10 Antworten vom Chefarzt

Dr. Lars Hellmeyer ist Chefarzt für Gynäkologie und Geburtshilfe im Vivantes Klinikum Friedrichshain in Berlin. In diesem Gespräch erklärt er die klinische Seite von Fehlgeburten und liefert Antworten über die medizinischen Konsequenzen, mögliche Ursachen sowie Eileiterschwangerschaften.

Wie können sich Fehlgeburten ankündigen?

Meist durch Unterleibsschmerzen wie bei der Regel und durch vaginale Blutungen.

Kann man einem Abort überhaupt vorbeugen?

Bei einigen Ursachen kann man gegensteuern. Etwa durch eine Operation an der Gebärmutter, Hormongaben, Einstellung der Schilddrüsenerkrankung und des Diabetes Heparin. Bei einigen Ausnahmen auch durch Partnerwechsel.

Viele Frauen haben nach einer Fehlgeburt ein schlechtes Gewissen, etwas falsch gemacht zu haben. Etwa, weil sie Stress hatten oder Sport gemacht haben. Was sagen Sie denen?

Sie haben nichts falsch gemacht, das ist wirklich eine Laune der Natur und gerade wenn die häufige Chromosomenstörung bei Verschmelzung die Ursache ist, entscheidet die Natur sich z.B. gegen ein schwer geschädigtes Kind. Man hat keinerlei Einfluss auf den Erhalt der Schwangerschaft.

Spielt das Alter dabei eine Rolle?

Ja, je älter, desto höher ist die Rate, auch gerade wegen der Zunahme an Chromosomenstörungen.

Warum wird erst nach drei Fehlgeburten nach Ursachen geforscht?

Weil es bis dahin fast noch ein normaler Prozess ist, dass die Natur hier selektiert. Das zeigt allein schon die Häufigkeit.

Und ab wann stehen detailierte Untersuchungen an?

Nach der 2. oder 3. Fehlgeburt, ohne dass man schon Kinder hat, kann eine Abklärung der zuvor genannten Ursachen in einem Kinderwunschzentrum erfolgen.

Ausschabung oder Abgang durch Tabletten: Wann macht welche Methode Sinn?

Das ist individuell und auch kulturell bzw. länderspezifisch verschieden. Wenn es mit Tablette geht, ist das am schonendsten für die Organe, manchmal ist es aber dann ein langer Weg mit vielen Blutungen, und am Ende muss dann doch noch eine Kurettage gemacht werden. Wir wenden hier meist die Methode der schonenden Saugkurettage an.

In welchen Fällen wird der Fötus untersucht?

Frühestens nach dem zweiten oder dritten Abort ist es sinnvoll, auf chromosomale Auffälligkeiten zu untersuchen. Ansonsten wird bei uns immer nachgesehen, ob es sich um Schwangerschaftsgewebe handelt, weil manchmal auch eine Eileiterschwangerschaft vorliegen kann, die dann hoch akut wird.

== AUFGABEN ==
[A] Schreibe den Abschnitt aus dem Interview mit dem Chefarzt von „Ausschabung oder Abgang“ bis „hoch akut wird.“ neu und ersetze darin „Saugkurettage“ durch „Vakuumaspiration“.
[B] In welcher Klinik ist Dr. Lars Hellmeyer laut dem Interview mit dem Chefarzt tätig?

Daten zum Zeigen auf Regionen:
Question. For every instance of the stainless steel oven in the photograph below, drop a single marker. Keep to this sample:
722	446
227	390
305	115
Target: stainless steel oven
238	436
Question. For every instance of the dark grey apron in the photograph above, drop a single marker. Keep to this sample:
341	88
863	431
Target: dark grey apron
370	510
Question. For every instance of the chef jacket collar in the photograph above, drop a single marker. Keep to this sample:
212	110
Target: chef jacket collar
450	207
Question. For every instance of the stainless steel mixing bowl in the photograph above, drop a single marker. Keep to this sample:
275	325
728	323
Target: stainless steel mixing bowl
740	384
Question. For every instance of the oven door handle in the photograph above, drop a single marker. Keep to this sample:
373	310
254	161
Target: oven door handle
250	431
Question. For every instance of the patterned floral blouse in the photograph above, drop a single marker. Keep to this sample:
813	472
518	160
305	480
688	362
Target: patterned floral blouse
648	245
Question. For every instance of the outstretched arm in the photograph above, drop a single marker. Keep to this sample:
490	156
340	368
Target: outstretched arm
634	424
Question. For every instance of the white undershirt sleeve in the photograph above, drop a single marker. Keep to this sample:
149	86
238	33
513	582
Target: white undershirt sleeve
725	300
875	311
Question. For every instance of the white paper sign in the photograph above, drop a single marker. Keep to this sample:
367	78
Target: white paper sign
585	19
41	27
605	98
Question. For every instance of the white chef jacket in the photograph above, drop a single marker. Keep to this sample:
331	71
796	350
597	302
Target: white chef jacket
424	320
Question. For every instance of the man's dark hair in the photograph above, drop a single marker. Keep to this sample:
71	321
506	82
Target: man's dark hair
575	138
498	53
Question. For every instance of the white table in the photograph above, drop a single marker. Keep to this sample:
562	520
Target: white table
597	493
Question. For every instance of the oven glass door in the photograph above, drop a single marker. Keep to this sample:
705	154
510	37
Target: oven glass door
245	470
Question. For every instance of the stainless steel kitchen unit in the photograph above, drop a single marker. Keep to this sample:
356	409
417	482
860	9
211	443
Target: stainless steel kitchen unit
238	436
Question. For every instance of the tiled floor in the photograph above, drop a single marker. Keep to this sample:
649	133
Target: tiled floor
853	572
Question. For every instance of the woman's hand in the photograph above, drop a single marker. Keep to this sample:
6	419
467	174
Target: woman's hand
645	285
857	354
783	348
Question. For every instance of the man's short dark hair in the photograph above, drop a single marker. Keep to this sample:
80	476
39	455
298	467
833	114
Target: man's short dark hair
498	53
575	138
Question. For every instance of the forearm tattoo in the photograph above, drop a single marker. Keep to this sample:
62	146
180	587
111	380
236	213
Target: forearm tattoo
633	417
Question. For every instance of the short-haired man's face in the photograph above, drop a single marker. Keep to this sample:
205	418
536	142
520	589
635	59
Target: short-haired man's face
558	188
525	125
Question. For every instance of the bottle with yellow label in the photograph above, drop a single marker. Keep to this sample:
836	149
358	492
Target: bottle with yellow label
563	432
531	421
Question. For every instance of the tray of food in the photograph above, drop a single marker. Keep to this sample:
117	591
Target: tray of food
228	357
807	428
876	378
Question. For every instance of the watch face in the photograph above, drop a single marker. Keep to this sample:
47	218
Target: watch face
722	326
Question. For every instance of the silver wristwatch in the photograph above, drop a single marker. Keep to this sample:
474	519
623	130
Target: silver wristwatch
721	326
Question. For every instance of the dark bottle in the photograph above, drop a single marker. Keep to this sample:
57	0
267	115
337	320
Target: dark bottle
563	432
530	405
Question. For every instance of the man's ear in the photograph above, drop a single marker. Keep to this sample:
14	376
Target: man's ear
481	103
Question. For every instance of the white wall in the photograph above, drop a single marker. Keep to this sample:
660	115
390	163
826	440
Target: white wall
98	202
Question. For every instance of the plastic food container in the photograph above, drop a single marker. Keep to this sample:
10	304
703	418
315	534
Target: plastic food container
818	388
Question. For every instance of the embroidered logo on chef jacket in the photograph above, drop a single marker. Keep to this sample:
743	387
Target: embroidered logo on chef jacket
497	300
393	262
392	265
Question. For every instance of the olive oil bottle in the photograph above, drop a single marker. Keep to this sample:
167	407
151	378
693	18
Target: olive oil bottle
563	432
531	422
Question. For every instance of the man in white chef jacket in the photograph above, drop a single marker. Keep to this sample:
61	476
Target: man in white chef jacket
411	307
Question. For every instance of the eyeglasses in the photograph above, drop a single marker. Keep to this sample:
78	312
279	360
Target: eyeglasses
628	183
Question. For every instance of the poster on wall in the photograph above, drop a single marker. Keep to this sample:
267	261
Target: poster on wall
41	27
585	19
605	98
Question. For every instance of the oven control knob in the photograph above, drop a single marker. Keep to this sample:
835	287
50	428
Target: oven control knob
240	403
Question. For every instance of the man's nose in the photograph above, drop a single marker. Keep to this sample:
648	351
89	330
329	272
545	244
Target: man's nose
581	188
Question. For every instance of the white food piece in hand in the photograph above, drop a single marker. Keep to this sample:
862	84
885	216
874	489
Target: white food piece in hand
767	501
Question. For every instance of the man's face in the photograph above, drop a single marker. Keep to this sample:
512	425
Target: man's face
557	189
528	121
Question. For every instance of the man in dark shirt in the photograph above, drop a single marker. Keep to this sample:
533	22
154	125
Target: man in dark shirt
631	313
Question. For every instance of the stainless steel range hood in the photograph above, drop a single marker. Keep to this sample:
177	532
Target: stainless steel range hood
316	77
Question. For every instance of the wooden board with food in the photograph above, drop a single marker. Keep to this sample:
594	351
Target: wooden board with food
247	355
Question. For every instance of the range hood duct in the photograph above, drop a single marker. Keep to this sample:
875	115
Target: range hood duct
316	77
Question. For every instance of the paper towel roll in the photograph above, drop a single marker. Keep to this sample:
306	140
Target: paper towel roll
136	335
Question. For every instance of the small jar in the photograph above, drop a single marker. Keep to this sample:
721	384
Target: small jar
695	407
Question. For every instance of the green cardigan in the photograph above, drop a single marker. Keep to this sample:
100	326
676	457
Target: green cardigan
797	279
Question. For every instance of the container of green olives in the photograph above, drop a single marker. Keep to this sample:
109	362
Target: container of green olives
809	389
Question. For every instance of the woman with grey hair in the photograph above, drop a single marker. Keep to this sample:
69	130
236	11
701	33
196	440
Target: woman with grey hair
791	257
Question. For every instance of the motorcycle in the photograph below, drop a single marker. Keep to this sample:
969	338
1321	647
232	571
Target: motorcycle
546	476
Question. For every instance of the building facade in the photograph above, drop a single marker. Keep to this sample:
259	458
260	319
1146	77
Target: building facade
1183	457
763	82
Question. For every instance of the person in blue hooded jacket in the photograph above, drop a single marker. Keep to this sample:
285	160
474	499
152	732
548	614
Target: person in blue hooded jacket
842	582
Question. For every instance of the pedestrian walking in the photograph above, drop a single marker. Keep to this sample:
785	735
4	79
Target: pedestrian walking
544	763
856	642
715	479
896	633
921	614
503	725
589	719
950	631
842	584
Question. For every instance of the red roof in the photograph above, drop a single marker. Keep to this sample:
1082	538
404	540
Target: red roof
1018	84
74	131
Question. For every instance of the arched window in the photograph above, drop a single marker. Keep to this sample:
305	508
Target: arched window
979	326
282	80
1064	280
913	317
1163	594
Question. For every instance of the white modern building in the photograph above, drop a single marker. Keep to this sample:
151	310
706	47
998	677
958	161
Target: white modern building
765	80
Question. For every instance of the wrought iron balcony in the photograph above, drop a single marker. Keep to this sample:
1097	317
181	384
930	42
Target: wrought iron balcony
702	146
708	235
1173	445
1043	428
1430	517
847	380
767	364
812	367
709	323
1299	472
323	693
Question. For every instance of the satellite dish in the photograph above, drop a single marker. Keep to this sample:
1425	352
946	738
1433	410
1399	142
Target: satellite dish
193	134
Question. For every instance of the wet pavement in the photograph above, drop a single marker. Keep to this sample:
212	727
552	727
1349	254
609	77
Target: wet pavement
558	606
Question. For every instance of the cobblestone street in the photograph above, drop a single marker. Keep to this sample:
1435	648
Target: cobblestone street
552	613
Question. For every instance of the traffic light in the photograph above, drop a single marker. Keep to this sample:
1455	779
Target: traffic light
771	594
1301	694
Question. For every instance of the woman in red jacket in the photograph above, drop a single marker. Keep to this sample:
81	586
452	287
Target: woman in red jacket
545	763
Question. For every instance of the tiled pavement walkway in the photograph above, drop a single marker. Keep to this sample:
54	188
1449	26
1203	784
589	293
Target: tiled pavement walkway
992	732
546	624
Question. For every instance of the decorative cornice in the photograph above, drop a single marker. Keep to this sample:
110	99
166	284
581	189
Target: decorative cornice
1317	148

== LÖSUNGEN ==
[A]
Ausschabung oder Abgang durch Tabletten: Wann macht welche Methode Sinn?

Das ist individuell und auch kulturell bzw. länderspezifisch verschieden. Wenn es mit Tablette geht, ist das am schonendsten für die Organe, manchmal ist es aber dann ein langer Weg mit vielen Blutungen, und am Ende muss dann doch noch eine Kurettage gemacht werden. Wir wenden hier meist die Methode der schonenden Vakuumaspiration an.

In welchen Fällen wird der Fötus untersucht?

Frühestens nach dem zweiten oder dritten Abort ist es sinnvoll, auf chromosomale Auffälligkeiten zu untersuchen. Ansonsten wird bei uns immer nachgesehen, ob es sich um Schwangerschaftsgewebe handelt, weil manchmal auch eine Eileiterschwangerschaft vorliegen kann, die dann hoch akut wird.

[B] Im Vivantes Klinikum Friedrichshain in Berlin.